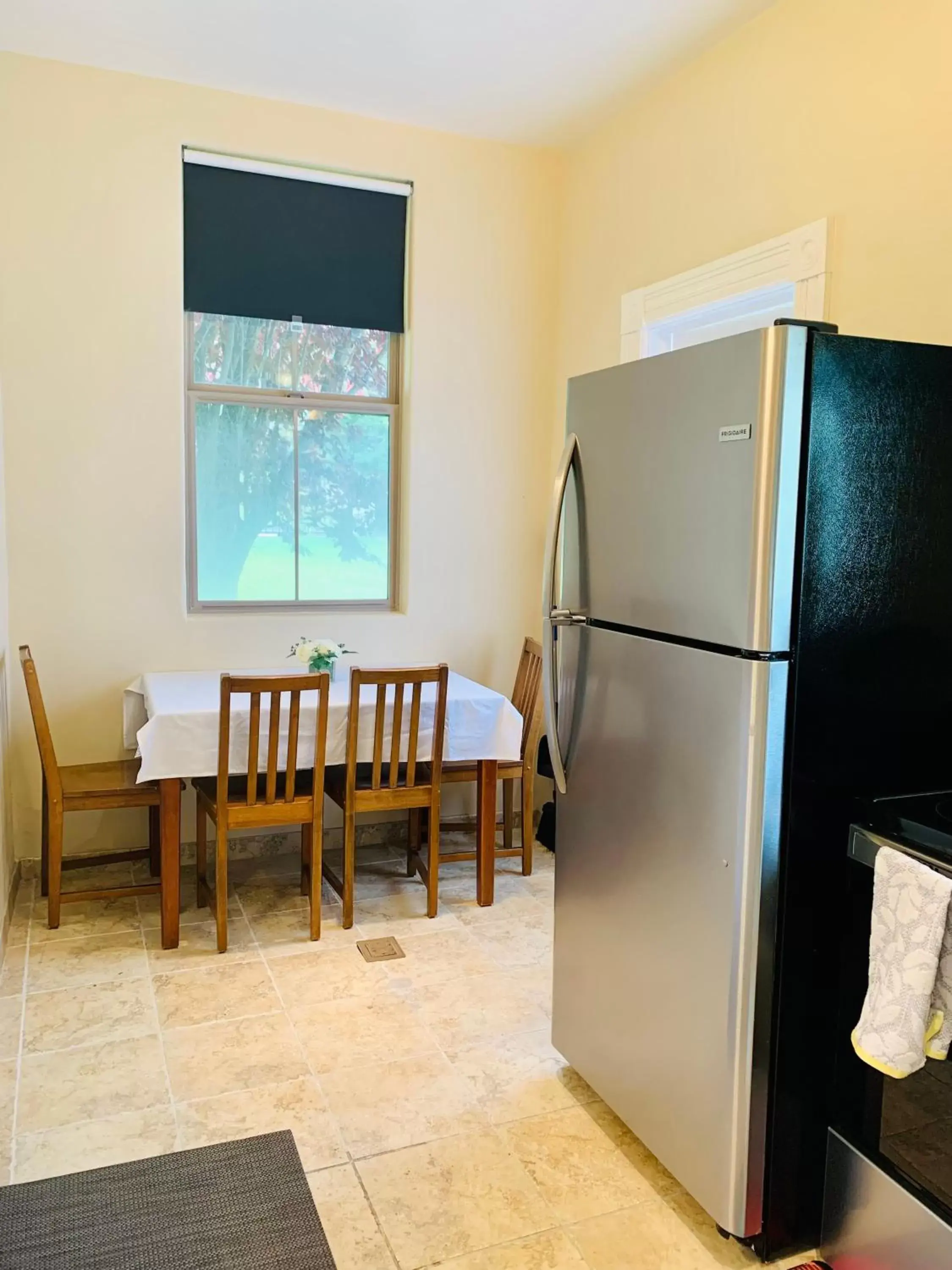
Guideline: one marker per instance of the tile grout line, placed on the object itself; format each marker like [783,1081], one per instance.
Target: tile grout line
[22,1042]
[162,1038]
[351,1161]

------------------------------------------------

Your task>
Format every line of the records above as a JSON list of strings, one string per line, skipping blank lines and leaving out the pictures.

Response for this exercise>
[
  "Guideline: one marker per instance of the tile grout line, placed on the object itself; format each marker like [783,1081], one per instance.",
  "Target: tile grout line",
  "[22,1042]",
  "[162,1038]",
  "[351,1161]"
]